Your instructions
Filter the listing below down to the lines that contain the string "heart", and copy each of those lines. Case counts when matching.

Information provided
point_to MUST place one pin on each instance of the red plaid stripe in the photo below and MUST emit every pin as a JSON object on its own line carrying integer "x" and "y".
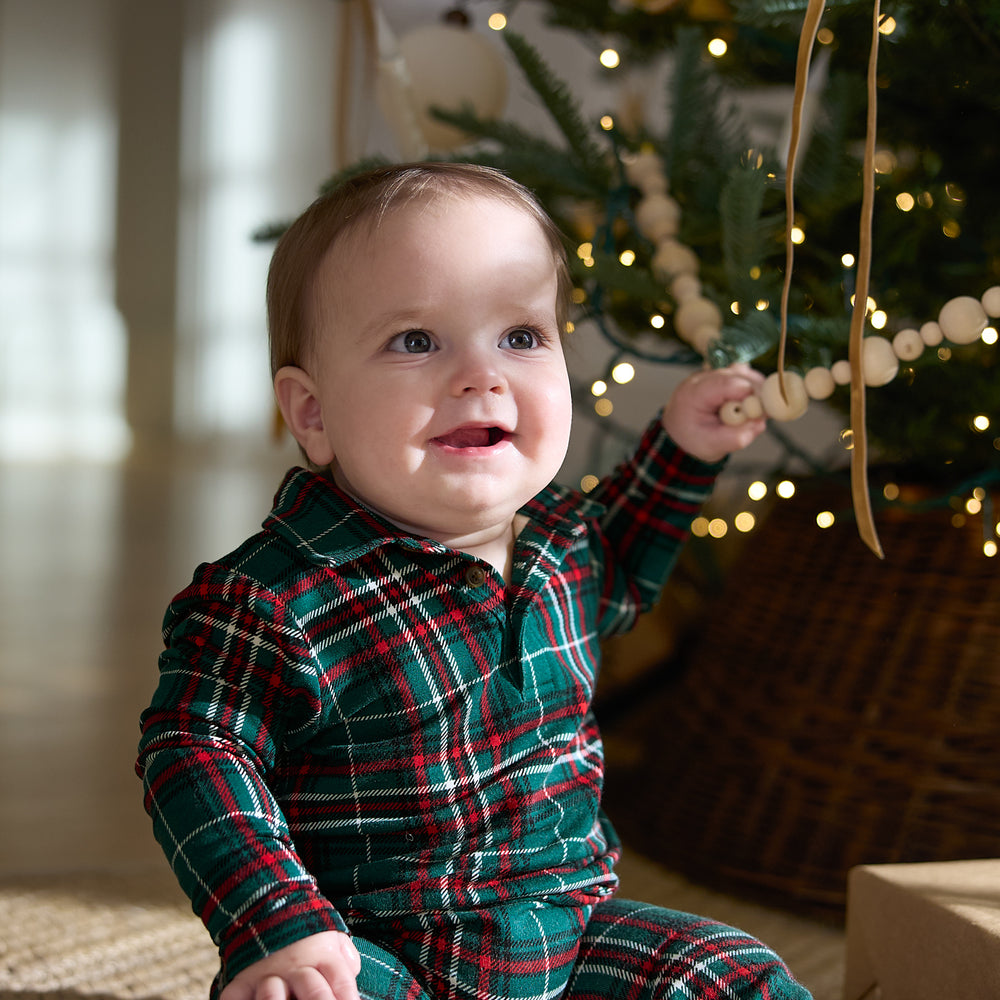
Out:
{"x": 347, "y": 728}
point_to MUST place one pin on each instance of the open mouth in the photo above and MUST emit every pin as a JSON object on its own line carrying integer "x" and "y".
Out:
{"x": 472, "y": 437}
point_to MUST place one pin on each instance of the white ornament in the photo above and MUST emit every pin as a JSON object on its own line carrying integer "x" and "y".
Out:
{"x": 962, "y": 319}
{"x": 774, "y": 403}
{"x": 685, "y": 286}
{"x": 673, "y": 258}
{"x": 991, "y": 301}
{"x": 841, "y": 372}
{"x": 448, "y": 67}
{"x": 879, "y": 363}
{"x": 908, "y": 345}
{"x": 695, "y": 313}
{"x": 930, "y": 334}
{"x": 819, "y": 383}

--

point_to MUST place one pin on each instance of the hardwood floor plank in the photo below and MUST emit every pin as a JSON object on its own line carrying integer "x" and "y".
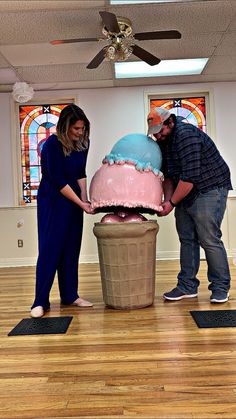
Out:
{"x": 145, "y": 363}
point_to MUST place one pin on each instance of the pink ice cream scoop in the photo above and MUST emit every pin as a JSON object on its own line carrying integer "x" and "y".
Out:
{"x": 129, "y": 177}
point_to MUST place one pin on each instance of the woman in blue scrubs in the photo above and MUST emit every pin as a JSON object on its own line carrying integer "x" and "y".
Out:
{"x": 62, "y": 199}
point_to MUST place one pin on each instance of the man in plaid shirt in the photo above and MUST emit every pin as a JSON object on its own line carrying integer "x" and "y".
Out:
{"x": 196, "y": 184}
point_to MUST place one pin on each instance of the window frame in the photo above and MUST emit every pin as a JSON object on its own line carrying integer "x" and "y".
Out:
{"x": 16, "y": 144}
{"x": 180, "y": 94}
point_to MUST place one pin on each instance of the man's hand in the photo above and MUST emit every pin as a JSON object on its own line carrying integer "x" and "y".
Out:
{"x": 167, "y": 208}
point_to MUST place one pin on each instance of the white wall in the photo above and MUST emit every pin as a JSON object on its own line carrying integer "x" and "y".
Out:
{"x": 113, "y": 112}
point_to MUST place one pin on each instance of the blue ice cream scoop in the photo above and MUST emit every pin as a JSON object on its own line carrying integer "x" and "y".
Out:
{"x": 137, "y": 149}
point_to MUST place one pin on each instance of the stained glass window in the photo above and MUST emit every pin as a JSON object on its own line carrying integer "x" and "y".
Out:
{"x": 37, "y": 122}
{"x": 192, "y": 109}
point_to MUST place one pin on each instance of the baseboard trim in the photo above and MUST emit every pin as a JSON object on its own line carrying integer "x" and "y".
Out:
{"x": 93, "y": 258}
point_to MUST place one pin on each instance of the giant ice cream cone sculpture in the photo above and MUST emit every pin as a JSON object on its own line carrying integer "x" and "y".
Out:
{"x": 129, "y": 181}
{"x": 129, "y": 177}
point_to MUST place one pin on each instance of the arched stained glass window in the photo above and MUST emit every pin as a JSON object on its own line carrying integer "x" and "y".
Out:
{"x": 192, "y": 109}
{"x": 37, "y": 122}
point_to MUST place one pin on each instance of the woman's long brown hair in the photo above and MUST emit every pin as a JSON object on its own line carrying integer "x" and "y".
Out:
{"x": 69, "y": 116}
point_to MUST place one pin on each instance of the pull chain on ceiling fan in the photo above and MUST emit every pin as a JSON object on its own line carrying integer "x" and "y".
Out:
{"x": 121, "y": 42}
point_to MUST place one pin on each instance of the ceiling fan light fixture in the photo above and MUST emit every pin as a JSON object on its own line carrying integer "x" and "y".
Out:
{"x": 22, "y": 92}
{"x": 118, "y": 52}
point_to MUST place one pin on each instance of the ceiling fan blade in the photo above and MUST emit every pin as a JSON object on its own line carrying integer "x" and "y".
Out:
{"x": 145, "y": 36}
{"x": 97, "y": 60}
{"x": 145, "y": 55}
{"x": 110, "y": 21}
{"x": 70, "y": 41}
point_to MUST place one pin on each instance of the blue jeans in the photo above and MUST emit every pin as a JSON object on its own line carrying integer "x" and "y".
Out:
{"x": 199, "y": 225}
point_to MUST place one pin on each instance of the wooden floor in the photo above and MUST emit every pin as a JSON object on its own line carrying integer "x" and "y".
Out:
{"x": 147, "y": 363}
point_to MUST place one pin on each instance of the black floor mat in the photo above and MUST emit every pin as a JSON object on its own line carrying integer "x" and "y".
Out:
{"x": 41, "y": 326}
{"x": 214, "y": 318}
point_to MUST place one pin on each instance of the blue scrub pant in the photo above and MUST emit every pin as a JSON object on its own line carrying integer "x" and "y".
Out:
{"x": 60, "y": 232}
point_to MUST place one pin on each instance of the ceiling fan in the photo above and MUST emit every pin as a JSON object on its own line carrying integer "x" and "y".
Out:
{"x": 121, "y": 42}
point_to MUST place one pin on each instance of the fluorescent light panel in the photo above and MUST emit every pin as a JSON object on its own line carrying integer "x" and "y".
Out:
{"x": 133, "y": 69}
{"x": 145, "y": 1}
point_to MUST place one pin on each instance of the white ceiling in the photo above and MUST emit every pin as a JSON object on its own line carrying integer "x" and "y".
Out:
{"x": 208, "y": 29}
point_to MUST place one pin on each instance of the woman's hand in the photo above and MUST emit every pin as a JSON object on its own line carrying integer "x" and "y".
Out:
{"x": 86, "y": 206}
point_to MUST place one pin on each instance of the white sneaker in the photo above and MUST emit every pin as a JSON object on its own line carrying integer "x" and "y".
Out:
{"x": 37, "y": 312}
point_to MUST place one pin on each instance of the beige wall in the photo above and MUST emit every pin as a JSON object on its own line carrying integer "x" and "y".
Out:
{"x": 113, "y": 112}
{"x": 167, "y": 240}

==

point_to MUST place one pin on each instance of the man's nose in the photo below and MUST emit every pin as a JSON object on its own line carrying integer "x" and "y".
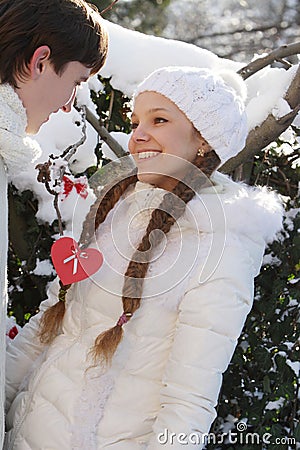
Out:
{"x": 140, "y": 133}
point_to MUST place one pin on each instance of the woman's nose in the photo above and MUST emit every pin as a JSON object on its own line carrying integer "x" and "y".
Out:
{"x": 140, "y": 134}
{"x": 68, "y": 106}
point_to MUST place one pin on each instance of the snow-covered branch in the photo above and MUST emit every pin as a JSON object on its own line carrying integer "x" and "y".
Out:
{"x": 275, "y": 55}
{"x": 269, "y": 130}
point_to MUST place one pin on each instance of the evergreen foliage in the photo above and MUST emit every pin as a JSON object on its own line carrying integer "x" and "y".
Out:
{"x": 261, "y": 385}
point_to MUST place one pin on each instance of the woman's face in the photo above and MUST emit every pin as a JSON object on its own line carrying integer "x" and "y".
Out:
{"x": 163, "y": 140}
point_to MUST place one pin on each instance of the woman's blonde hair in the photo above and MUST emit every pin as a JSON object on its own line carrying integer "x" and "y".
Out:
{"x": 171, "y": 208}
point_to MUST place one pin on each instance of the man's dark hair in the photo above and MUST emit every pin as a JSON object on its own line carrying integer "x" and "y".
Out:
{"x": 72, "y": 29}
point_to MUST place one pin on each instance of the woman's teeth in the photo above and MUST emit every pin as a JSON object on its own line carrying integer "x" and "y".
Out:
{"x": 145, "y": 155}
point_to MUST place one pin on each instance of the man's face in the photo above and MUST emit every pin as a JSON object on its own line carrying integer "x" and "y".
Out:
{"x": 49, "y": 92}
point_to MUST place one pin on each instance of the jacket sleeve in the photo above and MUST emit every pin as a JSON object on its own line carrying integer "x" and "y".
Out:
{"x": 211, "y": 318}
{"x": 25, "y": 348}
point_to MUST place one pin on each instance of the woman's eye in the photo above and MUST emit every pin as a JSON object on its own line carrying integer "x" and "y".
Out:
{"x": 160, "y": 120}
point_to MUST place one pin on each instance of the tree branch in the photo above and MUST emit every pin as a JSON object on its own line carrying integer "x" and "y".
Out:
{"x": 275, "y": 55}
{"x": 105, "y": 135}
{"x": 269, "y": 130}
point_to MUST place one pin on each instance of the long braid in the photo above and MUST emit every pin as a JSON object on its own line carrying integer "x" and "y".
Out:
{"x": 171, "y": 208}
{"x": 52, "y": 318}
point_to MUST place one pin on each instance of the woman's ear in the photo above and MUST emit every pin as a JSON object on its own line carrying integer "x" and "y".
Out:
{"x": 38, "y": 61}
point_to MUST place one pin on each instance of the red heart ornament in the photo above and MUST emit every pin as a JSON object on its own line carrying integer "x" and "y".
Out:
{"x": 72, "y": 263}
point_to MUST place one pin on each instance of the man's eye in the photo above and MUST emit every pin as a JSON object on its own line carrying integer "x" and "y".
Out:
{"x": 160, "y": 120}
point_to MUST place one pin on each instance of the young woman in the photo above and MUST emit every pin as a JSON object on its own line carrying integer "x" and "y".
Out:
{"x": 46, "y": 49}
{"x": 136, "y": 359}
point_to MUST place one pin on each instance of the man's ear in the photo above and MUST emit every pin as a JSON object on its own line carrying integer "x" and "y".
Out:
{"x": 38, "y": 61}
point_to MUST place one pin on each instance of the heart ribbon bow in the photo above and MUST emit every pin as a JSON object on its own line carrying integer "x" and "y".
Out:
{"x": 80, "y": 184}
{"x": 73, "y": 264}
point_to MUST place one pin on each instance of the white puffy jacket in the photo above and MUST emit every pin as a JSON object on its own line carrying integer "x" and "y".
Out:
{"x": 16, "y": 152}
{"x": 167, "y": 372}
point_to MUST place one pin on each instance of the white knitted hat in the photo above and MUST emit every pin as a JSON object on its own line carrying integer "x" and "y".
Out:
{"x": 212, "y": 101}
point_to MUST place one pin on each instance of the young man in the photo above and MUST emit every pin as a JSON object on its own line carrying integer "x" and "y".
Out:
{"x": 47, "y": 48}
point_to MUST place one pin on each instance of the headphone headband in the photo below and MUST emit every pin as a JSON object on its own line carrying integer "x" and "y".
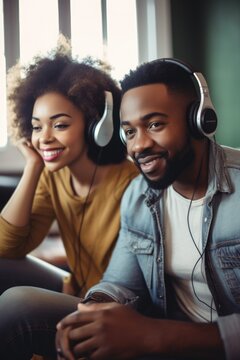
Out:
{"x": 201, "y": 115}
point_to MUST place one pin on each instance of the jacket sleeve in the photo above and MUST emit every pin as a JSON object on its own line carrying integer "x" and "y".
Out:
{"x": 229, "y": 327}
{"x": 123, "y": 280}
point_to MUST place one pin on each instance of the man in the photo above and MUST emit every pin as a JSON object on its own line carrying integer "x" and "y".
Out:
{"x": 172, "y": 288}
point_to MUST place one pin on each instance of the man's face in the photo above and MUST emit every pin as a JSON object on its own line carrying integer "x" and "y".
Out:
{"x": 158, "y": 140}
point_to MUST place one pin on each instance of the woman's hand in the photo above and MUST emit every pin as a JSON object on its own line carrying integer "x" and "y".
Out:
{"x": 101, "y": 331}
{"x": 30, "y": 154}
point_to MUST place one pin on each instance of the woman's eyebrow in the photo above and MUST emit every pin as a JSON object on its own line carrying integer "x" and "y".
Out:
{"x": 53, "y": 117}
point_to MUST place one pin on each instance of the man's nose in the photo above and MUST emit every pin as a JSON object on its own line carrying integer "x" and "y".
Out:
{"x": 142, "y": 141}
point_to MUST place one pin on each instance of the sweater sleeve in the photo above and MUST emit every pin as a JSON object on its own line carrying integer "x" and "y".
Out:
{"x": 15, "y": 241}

Right answer
point_to MUST place one pin on each instance of the red heart ornament in the photo above and MUST emit every pin as a JSON object on its own line carrying integer "x" and "y".
point_to MUST place one pin on each instance of the heart ribbon bow in the photo above and MUST emit every pin as a JSON object on its own line carrying integer "x" and "y".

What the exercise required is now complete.